━━━━━ Supplied passage
The generalized form is especially serious, and is often combined with intravascular coagulopathy, hepatic and adrenal necrosis, pneumonitis and/or encephalitis followed by permanent neurological sequelae if the patient survives. The congenital infection may induce malformations such as microcephaly or microphthalmia, or other symptoms such as jaundice, hepatosplenomegaly, bleeding diathesis, seizures, irritability, chorioretinitisand herpetic vesicles of the skin.

HSV encephalitis.

In the USA HSV1 is considered the most common viral strain of fatal encephalitis.The lesion is usually a local process in the brain, consisting of haemorrhagic necrosis and oedema, mimicking a brain tumour. The localization is usually one of the temporal lobes. At later stages, however, the expansion retracts leaving scar tissue and midline structures deviating to the affecting side.

In immunocompromised patients the HSV infection may be severe, especially if the cellular immunity is reduced. This is true both in patients with a disease affecting the immune system, e.g. AIDS, and in patients under immunosuppressive treatment. Especially bone marrow, renal and cardiac transplant recipients are at risk for severe herpes infections. The lesions may be progressive, and involve unusual sites such as the respiratory tract, oesophagus, liver and intestinal mucosa, or occur as a disseminated infection in severely immunocompromised patients. The severity of the disease is directly related to the degree of immunosuppression, and will also last longer than usual, about 6 weeks. Malnourishment, especially in children, seems to aggravate symptoms. Even immunocompromised patients may discharge virus asymptomatically.

The initial infection with herpesvirus may be located in the eye, with severe

keratoconjunctivitis as a result. Recurrent infections of the eye may appear as ulcers of the cornea, sometimes dendritic ulcers, or as vesicles on the eyelids. Later chorioretinitis may develop. The cornea may develop opacifications after recurrence, indicating a progressive involvement. Blindness may be the consequence. Even herpetic necrosis of the retina has been observed as a very rare consequence of the infection.
━━━━━━━━━━
━━━━━ Extracted data
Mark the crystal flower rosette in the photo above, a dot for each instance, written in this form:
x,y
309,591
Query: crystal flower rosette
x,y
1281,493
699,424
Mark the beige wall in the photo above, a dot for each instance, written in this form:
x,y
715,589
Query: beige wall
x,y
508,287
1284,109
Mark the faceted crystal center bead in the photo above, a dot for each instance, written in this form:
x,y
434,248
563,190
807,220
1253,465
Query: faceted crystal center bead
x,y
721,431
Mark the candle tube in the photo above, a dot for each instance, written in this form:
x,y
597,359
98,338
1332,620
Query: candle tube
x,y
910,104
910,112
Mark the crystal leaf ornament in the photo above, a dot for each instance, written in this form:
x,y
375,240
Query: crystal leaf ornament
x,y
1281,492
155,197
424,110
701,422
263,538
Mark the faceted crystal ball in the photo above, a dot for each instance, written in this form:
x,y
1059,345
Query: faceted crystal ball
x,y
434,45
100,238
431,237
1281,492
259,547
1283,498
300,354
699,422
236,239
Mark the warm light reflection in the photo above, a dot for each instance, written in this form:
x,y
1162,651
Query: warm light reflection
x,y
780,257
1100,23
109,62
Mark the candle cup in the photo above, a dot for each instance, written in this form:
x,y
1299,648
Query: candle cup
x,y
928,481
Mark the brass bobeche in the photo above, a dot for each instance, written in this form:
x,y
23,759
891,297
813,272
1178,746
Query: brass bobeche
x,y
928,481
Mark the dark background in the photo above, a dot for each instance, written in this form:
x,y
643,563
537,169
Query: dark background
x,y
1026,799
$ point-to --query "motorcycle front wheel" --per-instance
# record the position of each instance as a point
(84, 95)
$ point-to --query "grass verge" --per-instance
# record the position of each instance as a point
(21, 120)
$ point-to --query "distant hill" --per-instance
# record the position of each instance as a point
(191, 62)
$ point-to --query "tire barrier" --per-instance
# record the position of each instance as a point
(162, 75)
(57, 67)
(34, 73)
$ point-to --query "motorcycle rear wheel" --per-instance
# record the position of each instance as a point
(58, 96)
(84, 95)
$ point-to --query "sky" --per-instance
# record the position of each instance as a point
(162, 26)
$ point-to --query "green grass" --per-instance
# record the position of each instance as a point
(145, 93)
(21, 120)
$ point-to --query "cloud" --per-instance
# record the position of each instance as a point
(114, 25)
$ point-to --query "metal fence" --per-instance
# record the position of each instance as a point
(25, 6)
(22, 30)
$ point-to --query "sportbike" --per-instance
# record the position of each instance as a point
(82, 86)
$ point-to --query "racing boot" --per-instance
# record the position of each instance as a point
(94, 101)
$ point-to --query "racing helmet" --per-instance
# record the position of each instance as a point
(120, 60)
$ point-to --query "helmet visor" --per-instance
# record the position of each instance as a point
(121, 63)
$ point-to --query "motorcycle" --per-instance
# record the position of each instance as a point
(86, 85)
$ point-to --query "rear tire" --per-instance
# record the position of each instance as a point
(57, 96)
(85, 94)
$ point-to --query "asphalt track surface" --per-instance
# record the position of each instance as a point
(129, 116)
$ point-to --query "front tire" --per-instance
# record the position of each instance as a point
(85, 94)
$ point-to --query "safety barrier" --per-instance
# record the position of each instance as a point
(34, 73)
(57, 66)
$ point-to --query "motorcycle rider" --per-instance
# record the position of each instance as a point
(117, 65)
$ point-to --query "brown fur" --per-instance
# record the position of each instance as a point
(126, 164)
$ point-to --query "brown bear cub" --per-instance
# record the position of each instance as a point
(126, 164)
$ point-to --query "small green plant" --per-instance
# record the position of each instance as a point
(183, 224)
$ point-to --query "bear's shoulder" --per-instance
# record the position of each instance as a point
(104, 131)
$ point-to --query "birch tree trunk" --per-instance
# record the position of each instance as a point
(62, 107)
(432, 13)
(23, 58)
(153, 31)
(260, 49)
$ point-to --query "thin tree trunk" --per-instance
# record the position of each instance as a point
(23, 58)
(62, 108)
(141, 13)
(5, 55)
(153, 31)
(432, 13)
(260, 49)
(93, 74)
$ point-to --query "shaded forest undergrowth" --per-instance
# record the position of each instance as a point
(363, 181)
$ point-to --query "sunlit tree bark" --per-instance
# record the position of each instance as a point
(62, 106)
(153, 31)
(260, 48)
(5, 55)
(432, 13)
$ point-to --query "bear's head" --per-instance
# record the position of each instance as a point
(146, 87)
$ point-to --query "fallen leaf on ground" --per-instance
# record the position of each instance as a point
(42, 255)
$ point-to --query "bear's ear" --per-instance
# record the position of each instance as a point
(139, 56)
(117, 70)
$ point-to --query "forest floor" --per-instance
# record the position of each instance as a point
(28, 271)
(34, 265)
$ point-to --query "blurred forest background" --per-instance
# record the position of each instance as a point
━━━━━━━━━━
[Work item A] For each statement, say yes or no on whether it agrees with the herpes simplex passage above, and quote the deciding words: (i) In the USA, HSV1 is considered the most common viral strain of fatal encephalitis. (ii) In immunocompromised patients, the disease lasts a shorter time than usual. (iii) Herpetic necrosis of the retina is a frequent consequence of the infection.
[Work item B] Please return, word for word, everything in the herpes simplex passage from "HSV encephalitis." down to "the affecting side.".
[Work item C] Resume the herpes simplex passage with new text beginning after its last sentence.

[Answer space A]
(i) Yes: "In the USA HSV1 is considered the most common viral strain of fatal encephalitis"
(ii) No: "will also last longer than usual, about 6 weeks"
(iii) No: "Even herpetic necrosis of the retina has been observed as a very rare consequence of the infection."

[Answer space B]
HSV encephalitis.

In the USA HSV1 is considered the most common viral strain of fatal encephalitis.The lesion is usually a local process in the brain, consisting of haemorrhagic necrosis and oedema, mimicking a brain tumour. The localization is usually one of the temporal lobes. At later stages, however, the expansion retracts leaving scar tissue and midline structures deviating to the affecting side.

[Answer space C]
LABORATORY DIAGNOSIS OF HERPES SIMPLEX VIRUS

Isolation in tissue culture is still useful. Electron microscopy or immunofluorescence is also useful in early cultures, and immunofluorescence when studying infected cells directly from the patient. Serology is of no use in recurrences except in cases of encephalitis. The encephalitic lesion may be visible early on in images made by computerized tomography (CT) or magnetic resonance imaging (MRI), and develops faster than a (malignant) neoplastic tumour. The aetiological diagnosis can be established by biopsy of affected brain tissue, but this procedure has been replaced by indirect methods such as tests for local antibody production and HSV PCR in CSF. Production of antibody to HSV within the brain starts as early as 2–3 days after clinical symptoms in a small fraction of patients. However, this fraction increases to nearly 100% over the next 2 weeks. A possible serological cross-reaction between HSV and VZV is of minor clinical importance as the treatment would be the same. The HSV PCR, using prepared CSF as template, is sensitive and will be positive early in the disease. After 5–6 days the sensitivity falls, probably as a result of the removal of virus by local anti-HSV antibodies. Thus, HSV PCR and CSF antibody tests complement each other. The PCR method can, by using specific probes, also identify the viral type. Diseases mimicking oral herpes infections are other vesicular or ulcerating lesions: herpangina caused by coxsackie virus, mononucleosis by Epstein–Barr virus, Stevens–Johnson syndrome, aphthous stomatitis, bacterial infections or lesions caused by drug intolerance, irradiation or immunosuppressive therapy.

The diagnosis of genital HSV infection should include chancroid, syphilis, genital lesions, Behc¸et syndrome, erythema multiforme, local candidiasis and simple erosions. The symptoms of neonatal herpes can be caused by other infections such as rubella, cytomegalovirus and toxoplasma, and sometimes by erythroblastosis.